__Enunciado del ejercicio__: Edita el pasaje del texto sobre la creación de los lacandones comprendido entre "Kisin, uno de" y "Metlan, el Inframundo.", ambos incluidos. Escríbelo de nuevo y sustituye "monigote" por "muñeco".

__Fragmento del documento__:
--------

Kisin, uno de los dioses, quiso hacer lo mismo y, en un arranque de envidia, intento destruir las figuras para crear otras con sus propias manos. Hach Ak Yum se dio cuenta de lo sucedido y montó en cólera; despertó rápidamente a sus criaturas y transformó a los seres hechos por Kisin en animales de madera. Kisin, siempre celoso del dios creador, planeó matarlo para quedarse con sus creaciones. Sin embargo, nunca lo logró porque Hach Ak Yum siempre pudo salvarse ayudado por su hijo T’uub. Así por ejemplo, el dios escapó de la muerte porque al enterarse que Kisin lo iba a matar, hizo su propia imagen de palma. Kisin, confundido por el engaño del creador, le dio muerte al monigote. Enojado por este intento de asesinato, Hach Ak Yum envió a Kisin a vivir en el Metlan, el Inframundo.
Ak Na, Nuestra Madre, la esposa del dios Creador, fue la encargada de dar vida a las mujeres. La pareja creadora no creo solamente a los lacandones, sino también a otras tribus. Por ejemplo, encargaron a Ah Metzabac crear a los mexicanos, los tzeltales y los guatemaltecos. Ah Kyanto, Nuestro Auxiliar, fue el designado para crear a los norteamericanos. Todos fabricados con barro, pero cada pueblo era de un barro diferente.

--------

__Datos registrados__:
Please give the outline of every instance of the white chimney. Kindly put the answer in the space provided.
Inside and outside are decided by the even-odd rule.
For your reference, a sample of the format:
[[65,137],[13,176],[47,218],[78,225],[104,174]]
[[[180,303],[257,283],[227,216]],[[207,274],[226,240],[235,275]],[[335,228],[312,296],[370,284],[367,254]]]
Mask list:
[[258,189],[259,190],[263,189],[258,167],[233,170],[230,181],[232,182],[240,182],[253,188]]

--------

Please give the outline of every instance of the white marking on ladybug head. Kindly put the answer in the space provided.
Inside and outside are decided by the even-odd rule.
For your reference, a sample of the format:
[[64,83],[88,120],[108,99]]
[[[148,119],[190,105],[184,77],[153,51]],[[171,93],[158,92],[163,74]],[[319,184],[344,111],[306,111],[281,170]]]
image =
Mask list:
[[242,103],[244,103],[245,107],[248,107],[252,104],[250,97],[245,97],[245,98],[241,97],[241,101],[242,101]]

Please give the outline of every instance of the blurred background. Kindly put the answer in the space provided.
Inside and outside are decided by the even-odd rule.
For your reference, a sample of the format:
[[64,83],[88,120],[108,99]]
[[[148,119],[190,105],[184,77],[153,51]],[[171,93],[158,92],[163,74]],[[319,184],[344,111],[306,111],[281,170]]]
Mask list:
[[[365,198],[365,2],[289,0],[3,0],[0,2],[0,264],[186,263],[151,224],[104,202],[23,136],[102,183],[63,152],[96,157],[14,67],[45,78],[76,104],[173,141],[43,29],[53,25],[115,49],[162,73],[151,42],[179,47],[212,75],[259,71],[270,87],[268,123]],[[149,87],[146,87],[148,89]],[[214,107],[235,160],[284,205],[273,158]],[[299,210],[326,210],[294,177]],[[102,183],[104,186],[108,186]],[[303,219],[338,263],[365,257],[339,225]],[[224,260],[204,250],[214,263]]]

--------

__Solución propuesta__:
Kisin, uno de los dioses, quiso hacer lo mismo y, en un arranque de envidia, intento destruir las figuras para crear otras con sus propias manos. Hach Ak Yum se dio cuenta de lo sucedido y montó en cólera; despertó rápidamente a sus criaturas y transformó a los seres hechos por Kisin en animales de madera. Kisin, siempre celoso del dios creador, planeó matarlo para quedarse con sus creaciones. Sin embargo, nunca lo logró porque Hach Ak Yum siempre pudo salvarse ayudado por su hijo T’uub. Así por ejemplo, el dios escapó de la muerte porque al enterarse que Kisin lo iba a matar, hizo su propia imagen de palma. Kisin, confundido por el engaño del creador, le dio muerte al muñeco. Enojado por este intento de asesinato, Hach Ak Yum envió a Kisin a vivir en el Metlan, el Inframundo.